Object point labels:
§ §

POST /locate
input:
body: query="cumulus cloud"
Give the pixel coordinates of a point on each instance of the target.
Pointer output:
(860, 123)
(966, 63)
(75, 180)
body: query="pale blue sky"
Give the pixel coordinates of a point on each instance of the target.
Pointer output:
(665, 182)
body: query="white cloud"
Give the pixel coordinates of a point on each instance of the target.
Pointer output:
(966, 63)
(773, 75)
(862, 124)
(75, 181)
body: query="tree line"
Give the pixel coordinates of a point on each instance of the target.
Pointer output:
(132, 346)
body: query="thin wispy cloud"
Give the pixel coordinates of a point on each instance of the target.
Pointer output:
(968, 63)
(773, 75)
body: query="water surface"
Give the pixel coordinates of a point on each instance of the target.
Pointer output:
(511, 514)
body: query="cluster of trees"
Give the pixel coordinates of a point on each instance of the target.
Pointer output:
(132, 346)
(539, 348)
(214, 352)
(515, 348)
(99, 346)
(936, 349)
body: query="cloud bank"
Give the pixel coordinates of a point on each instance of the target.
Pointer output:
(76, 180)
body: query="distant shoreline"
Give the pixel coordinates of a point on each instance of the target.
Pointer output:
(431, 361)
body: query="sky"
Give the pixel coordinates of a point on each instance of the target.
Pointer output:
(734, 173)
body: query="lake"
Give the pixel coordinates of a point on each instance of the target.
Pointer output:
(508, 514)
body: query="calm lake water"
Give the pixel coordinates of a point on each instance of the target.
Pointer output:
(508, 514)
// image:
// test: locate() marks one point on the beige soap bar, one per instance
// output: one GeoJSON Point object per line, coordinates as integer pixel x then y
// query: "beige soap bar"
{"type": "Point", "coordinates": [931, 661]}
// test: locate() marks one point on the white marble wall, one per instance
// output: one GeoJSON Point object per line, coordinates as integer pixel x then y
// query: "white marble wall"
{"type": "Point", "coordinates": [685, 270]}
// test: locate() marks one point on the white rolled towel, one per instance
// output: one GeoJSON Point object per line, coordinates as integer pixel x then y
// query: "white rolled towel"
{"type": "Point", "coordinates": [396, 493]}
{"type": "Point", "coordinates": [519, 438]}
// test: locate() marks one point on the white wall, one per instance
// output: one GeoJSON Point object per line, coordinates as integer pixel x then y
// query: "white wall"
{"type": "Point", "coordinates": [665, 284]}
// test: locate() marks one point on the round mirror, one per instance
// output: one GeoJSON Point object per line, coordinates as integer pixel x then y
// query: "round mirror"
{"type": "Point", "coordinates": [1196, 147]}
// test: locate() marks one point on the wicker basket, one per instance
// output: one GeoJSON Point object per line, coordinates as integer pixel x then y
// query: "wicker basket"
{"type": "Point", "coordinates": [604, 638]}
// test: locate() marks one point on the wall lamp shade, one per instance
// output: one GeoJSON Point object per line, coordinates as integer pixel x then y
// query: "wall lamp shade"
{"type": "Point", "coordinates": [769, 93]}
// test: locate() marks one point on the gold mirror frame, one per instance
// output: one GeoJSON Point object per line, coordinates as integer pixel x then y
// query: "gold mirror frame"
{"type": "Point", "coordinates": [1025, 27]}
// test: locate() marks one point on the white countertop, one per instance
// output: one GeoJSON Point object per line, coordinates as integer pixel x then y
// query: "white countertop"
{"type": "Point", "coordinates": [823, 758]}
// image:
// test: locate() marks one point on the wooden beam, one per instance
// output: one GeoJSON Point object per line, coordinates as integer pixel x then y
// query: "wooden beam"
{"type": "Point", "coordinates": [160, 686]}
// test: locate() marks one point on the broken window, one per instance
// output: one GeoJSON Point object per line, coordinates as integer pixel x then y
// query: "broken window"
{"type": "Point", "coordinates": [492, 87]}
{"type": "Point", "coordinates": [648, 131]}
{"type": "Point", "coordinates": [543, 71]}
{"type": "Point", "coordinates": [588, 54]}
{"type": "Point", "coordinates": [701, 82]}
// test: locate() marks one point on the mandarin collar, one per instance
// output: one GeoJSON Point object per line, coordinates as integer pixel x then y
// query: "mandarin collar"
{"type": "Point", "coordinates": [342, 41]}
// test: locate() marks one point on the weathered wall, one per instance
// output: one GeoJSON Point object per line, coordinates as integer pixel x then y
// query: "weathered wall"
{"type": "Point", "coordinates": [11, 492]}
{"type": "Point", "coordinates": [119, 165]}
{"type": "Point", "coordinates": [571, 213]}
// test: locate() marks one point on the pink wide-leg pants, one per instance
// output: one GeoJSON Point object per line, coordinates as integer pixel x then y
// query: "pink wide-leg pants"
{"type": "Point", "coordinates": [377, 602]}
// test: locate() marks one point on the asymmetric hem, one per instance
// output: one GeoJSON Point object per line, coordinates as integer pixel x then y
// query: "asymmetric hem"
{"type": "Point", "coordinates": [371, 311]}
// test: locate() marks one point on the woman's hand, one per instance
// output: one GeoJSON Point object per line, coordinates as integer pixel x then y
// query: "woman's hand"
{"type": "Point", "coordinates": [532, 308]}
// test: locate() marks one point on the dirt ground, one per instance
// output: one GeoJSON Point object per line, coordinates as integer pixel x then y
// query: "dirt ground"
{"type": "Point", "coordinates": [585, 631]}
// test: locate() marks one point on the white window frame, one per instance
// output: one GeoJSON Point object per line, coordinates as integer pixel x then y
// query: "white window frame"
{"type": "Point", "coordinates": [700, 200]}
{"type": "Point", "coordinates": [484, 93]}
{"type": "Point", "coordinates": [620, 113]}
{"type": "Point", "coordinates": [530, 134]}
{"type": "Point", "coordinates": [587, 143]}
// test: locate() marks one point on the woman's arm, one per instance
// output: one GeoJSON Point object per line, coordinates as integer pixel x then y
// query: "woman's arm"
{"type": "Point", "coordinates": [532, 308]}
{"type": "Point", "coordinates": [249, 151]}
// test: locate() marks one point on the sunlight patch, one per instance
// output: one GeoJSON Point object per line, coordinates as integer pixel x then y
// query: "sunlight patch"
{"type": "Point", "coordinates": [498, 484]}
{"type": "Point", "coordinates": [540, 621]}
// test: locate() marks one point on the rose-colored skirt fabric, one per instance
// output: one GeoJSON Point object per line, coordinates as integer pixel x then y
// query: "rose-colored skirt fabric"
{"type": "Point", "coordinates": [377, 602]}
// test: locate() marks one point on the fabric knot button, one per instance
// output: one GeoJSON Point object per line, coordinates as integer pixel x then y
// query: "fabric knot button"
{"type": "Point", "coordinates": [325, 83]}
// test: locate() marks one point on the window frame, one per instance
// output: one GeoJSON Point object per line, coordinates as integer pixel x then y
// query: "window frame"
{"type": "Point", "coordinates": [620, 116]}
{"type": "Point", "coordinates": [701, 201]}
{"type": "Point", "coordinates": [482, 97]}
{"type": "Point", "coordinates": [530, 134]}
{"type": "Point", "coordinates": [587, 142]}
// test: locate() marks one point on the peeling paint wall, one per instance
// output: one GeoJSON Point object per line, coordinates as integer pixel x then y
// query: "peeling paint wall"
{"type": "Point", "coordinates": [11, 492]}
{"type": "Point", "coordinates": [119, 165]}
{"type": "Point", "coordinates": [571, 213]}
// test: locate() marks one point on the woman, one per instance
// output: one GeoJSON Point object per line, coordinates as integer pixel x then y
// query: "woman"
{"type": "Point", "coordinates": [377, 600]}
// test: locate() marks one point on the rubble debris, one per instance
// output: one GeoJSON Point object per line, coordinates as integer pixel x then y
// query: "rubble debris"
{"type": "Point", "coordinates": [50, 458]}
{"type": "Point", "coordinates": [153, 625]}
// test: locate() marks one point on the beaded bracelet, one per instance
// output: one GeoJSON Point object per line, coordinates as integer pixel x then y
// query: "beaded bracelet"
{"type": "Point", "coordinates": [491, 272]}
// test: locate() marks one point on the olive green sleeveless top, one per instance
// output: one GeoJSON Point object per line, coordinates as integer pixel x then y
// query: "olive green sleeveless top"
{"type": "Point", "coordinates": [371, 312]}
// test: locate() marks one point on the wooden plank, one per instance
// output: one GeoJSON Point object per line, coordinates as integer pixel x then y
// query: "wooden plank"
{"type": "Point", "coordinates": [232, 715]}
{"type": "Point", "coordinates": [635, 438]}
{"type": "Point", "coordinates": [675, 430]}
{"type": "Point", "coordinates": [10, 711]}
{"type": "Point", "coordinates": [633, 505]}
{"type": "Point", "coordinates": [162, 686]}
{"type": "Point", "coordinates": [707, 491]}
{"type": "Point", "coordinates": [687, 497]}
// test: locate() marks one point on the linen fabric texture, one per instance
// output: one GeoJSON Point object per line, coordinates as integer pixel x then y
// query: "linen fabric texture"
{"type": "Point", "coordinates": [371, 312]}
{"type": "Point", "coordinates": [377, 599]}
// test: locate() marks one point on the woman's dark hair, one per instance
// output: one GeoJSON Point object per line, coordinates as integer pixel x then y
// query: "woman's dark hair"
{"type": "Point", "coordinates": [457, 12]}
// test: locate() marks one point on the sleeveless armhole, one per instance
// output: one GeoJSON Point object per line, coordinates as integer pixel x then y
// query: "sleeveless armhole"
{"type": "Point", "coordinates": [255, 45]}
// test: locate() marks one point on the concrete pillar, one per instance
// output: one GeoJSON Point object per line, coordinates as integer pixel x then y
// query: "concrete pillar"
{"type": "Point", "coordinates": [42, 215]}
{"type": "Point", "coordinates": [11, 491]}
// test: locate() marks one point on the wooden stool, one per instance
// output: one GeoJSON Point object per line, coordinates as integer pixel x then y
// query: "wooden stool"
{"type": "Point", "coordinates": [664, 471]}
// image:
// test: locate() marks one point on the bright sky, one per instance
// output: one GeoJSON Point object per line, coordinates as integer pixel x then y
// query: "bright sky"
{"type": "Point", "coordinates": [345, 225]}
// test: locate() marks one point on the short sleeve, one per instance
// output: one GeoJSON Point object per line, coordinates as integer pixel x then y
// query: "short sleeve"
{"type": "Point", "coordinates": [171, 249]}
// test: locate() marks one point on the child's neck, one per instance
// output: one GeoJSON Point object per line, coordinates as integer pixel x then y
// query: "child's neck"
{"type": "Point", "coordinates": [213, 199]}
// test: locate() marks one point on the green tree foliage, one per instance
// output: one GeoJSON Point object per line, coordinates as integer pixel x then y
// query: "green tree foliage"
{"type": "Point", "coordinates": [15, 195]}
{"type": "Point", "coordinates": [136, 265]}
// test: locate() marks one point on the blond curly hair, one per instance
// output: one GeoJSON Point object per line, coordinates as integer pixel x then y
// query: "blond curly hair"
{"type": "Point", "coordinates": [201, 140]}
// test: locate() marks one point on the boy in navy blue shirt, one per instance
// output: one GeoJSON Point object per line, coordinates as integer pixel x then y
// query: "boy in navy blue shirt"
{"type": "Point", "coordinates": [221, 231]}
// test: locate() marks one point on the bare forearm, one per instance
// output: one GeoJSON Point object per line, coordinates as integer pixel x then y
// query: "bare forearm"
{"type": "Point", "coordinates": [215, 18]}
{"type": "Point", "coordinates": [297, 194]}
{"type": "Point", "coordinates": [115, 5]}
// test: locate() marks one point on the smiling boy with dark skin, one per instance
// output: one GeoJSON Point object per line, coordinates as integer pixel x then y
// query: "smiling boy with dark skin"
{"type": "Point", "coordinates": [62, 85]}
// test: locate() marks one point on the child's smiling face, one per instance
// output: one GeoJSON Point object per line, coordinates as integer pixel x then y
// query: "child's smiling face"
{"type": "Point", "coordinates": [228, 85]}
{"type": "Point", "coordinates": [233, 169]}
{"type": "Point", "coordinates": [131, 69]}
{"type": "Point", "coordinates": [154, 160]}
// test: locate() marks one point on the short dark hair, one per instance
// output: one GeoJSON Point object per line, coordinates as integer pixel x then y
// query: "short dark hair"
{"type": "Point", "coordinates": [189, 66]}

§ §

What is asked
Please retype, exactly as written, every line from the line containing "skin, one per instance" through the last line of the records above, including both of those lines, and nothing else.

Full response
// test: locate() marks one point on the smiling boy with dark skin, one per instance
// output: one GeoJSON Point object per line, coordinates as integer pixel x then y
// query: "smiling boy with dark skin"
{"type": "Point", "coordinates": [62, 85]}
// test: locate() marks one point on the child's smiling face, one per instance
// output: one GeoJSON Point object per line, coordinates as integer pixel x then y
// query: "child's smiling face"
{"type": "Point", "coordinates": [228, 85]}
{"type": "Point", "coordinates": [233, 169]}
{"type": "Point", "coordinates": [131, 69]}
{"type": "Point", "coordinates": [154, 160]}
// test: locate() marks one point on the short dark hair, one per instance
// output: one GeoJSON Point object per line, coordinates as integer pixel x then y
// query: "short dark hair"
{"type": "Point", "coordinates": [189, 66]}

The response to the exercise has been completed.